━━ Excerpt ━━

I realize the definitions of "strongly typed" and "softly typed" are loose and open to interpretation, but I have yet to find a clear definition in relation to untyped Racket (which from my understanding means dynamically typed) and Typed Racket on this.
Again, I'm sure its not so cut and dry, but at least I'd like to learn more about which direction leans in. The more research I've done of this the more confused I've gotten, so thank you in advance for the help!
One problem in answering questions like this is that people disagree about the meanings of nearly all of these terms. So... what follows is my opinion (though it is a fairly well-informed one, if I do say so myself).
All languages operate on some set of values, and have some runtime behavior. Trying to add a number to a function fails in nearly all languages. You can call this a "type system," but it's probably not the right term.

━━━

[Set tasks]:
[1] Answer these from the Racket typing passage:
(a) What does the asker understand untyped Racket to mean?
(b) What does the reply name as one problem in answering questions like this?
(c) What operation does the passage say fails in nearly all languages?
[2] Write the next part of the Racket typing passage, picking up after its last sentence.

━━ Stored records ━━

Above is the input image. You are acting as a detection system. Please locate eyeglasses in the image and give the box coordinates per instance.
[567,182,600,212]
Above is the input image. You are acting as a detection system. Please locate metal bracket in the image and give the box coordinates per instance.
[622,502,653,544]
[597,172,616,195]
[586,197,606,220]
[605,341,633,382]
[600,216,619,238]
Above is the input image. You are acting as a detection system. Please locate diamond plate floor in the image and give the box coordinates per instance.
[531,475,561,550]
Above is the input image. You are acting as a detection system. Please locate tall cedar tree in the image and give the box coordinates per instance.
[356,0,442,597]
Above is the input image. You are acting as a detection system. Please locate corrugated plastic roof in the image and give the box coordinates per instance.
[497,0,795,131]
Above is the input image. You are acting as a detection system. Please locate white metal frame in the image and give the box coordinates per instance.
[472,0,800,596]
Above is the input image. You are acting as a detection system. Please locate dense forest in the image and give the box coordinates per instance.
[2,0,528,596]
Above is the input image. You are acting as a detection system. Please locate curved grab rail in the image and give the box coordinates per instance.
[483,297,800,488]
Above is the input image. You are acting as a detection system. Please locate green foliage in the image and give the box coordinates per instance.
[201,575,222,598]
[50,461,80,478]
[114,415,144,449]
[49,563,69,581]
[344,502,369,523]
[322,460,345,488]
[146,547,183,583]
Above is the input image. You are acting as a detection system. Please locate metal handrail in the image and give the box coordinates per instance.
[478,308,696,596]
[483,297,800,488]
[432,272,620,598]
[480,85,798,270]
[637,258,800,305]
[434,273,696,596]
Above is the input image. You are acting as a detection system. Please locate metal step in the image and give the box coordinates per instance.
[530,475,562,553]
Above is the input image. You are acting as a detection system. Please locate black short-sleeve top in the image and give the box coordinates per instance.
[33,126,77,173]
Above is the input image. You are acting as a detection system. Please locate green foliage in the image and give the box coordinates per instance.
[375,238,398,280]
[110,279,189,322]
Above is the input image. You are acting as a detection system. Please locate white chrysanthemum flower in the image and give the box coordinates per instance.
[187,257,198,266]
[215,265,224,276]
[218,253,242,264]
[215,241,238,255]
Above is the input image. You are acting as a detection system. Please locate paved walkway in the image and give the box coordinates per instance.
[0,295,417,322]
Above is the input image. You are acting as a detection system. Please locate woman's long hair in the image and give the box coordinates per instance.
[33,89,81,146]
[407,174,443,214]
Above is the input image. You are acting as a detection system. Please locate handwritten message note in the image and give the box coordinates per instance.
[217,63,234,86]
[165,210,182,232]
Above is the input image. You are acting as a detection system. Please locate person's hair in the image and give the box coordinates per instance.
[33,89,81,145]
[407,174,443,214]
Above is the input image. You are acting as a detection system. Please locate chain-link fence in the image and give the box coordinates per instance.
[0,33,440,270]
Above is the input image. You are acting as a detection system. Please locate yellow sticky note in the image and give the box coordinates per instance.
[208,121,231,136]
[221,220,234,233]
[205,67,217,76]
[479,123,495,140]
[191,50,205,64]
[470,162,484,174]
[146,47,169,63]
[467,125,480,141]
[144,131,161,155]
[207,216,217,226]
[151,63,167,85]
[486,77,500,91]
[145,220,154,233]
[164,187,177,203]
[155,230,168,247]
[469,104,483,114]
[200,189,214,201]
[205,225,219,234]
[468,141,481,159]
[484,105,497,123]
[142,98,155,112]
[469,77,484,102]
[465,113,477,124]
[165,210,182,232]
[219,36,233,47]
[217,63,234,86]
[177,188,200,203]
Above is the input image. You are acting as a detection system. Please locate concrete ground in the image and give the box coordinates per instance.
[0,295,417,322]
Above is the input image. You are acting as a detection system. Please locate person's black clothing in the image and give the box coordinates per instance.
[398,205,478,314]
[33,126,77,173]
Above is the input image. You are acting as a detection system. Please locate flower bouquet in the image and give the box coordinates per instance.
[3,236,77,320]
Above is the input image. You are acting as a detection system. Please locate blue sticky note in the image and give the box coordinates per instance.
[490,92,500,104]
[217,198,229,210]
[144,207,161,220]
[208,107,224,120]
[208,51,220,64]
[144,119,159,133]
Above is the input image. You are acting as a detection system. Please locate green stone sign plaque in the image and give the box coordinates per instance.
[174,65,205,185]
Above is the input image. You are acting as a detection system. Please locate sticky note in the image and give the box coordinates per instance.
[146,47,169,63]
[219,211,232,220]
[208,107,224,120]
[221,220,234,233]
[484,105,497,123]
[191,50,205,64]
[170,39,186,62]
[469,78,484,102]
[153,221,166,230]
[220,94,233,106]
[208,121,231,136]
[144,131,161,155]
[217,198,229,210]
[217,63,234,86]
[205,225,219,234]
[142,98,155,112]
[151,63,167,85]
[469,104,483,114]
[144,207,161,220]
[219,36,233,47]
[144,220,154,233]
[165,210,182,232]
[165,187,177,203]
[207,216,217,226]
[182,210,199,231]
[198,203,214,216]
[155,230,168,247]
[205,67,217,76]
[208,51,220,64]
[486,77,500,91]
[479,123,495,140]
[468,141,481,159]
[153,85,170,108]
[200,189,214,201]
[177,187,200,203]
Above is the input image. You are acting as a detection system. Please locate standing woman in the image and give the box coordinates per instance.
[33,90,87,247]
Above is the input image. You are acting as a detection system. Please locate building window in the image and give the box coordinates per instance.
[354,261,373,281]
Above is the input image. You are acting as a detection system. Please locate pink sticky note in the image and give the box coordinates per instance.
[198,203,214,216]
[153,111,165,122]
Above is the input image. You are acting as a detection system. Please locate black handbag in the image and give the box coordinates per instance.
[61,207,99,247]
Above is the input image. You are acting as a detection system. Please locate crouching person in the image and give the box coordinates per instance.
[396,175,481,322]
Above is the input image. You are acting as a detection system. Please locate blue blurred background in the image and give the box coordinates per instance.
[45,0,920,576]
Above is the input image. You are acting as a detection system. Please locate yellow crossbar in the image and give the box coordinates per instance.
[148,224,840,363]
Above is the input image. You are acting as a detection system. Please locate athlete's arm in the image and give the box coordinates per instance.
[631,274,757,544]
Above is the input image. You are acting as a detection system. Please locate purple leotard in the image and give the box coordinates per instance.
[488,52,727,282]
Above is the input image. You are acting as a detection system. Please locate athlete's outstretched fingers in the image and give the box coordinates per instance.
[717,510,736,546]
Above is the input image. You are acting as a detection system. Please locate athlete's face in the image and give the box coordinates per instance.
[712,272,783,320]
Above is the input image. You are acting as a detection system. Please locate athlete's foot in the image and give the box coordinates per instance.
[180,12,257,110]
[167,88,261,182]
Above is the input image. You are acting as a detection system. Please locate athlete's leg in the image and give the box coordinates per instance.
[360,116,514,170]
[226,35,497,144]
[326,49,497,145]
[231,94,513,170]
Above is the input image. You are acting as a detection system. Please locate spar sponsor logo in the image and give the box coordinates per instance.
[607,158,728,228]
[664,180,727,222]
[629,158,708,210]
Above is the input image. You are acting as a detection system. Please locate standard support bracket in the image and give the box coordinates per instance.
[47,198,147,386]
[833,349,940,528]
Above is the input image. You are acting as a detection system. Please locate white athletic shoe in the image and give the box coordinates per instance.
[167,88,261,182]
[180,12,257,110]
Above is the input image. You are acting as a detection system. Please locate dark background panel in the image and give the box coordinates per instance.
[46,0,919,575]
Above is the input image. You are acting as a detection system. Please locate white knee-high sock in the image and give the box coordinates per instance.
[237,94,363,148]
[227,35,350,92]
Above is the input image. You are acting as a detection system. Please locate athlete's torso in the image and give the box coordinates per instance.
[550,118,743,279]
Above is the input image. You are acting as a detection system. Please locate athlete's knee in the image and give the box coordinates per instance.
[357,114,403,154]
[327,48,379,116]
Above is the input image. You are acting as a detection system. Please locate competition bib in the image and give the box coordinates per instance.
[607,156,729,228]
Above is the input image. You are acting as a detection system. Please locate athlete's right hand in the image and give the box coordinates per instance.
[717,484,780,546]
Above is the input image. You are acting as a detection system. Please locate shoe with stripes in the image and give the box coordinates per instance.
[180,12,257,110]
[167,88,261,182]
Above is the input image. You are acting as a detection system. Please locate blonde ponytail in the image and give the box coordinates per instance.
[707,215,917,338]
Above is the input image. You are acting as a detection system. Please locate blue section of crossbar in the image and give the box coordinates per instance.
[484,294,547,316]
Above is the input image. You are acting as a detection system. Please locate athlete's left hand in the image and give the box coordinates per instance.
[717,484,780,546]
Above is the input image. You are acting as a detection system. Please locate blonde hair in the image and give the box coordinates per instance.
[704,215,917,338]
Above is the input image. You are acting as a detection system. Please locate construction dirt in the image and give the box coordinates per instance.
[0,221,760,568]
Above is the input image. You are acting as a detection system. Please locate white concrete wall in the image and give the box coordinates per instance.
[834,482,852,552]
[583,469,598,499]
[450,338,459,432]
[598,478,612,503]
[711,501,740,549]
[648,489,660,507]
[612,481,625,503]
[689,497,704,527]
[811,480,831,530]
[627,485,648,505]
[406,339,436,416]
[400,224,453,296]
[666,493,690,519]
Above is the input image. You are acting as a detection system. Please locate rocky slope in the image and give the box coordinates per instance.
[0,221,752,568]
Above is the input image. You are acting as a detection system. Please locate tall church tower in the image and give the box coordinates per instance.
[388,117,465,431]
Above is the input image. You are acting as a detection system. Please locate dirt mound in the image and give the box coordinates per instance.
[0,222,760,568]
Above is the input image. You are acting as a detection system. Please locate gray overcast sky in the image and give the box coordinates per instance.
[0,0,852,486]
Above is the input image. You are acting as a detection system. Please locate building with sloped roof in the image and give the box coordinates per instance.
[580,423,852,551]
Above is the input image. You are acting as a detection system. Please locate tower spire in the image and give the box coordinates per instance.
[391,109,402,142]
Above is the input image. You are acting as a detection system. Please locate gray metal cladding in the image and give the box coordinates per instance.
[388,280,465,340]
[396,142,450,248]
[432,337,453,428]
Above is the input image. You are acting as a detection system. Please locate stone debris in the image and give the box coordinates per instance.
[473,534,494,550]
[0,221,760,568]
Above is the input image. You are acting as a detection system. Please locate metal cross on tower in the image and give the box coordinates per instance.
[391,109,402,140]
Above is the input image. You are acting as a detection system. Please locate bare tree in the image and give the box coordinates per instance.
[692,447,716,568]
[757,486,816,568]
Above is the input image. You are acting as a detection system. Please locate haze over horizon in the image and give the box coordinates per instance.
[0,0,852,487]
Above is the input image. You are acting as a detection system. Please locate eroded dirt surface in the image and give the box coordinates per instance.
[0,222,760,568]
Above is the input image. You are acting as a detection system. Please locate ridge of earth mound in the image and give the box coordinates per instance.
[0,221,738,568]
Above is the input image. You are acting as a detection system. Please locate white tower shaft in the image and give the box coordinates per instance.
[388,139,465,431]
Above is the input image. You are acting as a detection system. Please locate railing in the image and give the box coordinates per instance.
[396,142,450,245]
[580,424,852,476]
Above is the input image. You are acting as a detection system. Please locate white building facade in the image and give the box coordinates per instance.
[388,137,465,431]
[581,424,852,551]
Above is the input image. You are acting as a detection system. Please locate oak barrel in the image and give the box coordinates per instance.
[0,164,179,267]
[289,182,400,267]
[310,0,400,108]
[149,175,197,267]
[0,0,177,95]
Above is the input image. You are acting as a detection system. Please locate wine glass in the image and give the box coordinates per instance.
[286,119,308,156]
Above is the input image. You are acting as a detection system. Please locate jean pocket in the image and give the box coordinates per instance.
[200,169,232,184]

━━━

[Task-by-task outputs]:
[1]
(a) Dynamically typed.
(b) People disagree about the meanings of nearly all of these terms.
(c) Trying to add a number to a function.

[2]
So what is a type system? These days, I claim that the term generally refers to a system that examines a program and statically[*] deduces properties of the program. Typically, if it's called a type system, this means attaching a "type" to each expression that constrains the set/class of values that the expression can evaluate to. Note that this definition basically makes the term "dynamically typed" meaningless.
Note the giant loophole: there's a "trivial type system", which simply assigns the "type" containing all program values to every expression. So, if you want to, you can consider literally any language to be statically typed. Or, if you prefer, "unityped" (note the "i" in there).
Okay, down to brass tacks.
Racket is not typed. Or, if you prefer, "dynamically typed," or "unityped," or even "untyped".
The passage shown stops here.